**Written problem**. Copy out the blog post below about Jesus and the teaching of the Pharisees, word for word and in full.

**Selection**.

====

Saturday, May 26, 2012

Tell me again…what Jesus said about Hell?

Jesus did speak out boldly against the teachings of the Pharisees.....Chan points that out...and I agree.  Jesus did not hesitate to go toe to toe with them.  He called them snakes and vipers...compared them to whitewashed tombs and cups that were clean on the outside but dirty on the inside. 

Matthew 16:6 And Jesus said to them, Take care to have nothing to do with the leaven of the Pharisees and Sadducees. (BBE)

Mark 8:15 And he said to them, Take care to be on the watch against the leaven of the Pharisees and the leaven of Herod. (BBE)

Luke 12:1 At that time, when thousands of the people had come together, in such numbers that they were crushing one another, he said first to his disciples, Have nothing to do with the leaven of the Pharisees, which is deceit. (BBE)

Leaven equals teaching. 

 Matthew 16:12 Then they saw that it was not the leaven of bread which he had in mind, but the teaching of the Pharisees and Sadducees. (BBE)

So beware of their teachings....except, of course, they've got the hell part right?

====

**Available data**.
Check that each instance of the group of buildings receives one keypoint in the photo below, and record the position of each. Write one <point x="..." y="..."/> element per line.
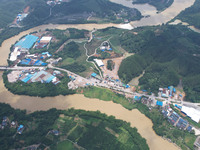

====

**Answer to this exercise**.
Saturday, May 26, 2012

Tell me again…what Jesus said about Hell?

Jesus did speak out boldly against the teachings of the Pharisees.....Chan points that out...and I agree.  Jesus did not hesitate to go toe to toe with them.  He called them snakes and vipers...compared them to whitewashed tombs and cups that were clean on the outside but dirty on the inside. 

Matthew 16:6 And Jesus said to them, Take care to have nothing to do with the leaven of the Pharisees and Sadducees. (BBE)

Mark 8:15 And he said to them, Take care to be on the watch against the leaven of the Pharisees and the leaven of Herod. (BBE)

Luke 12:1 At that time, when thousands of the people had come together, in such numbers that they were crushing one another, he said first to his disciples, Have nothing to do with the leaven of the Pharisees, which is deceit. (BBE)

Leaven equals teaching. 

 Matthew 16:12 Then they saw that it was not the leaven of bread which he had in mind, but the teaching of the Pharisees and Sadducees. (BBE)

So beware of their teachings....except, of course, they've got the hell part right?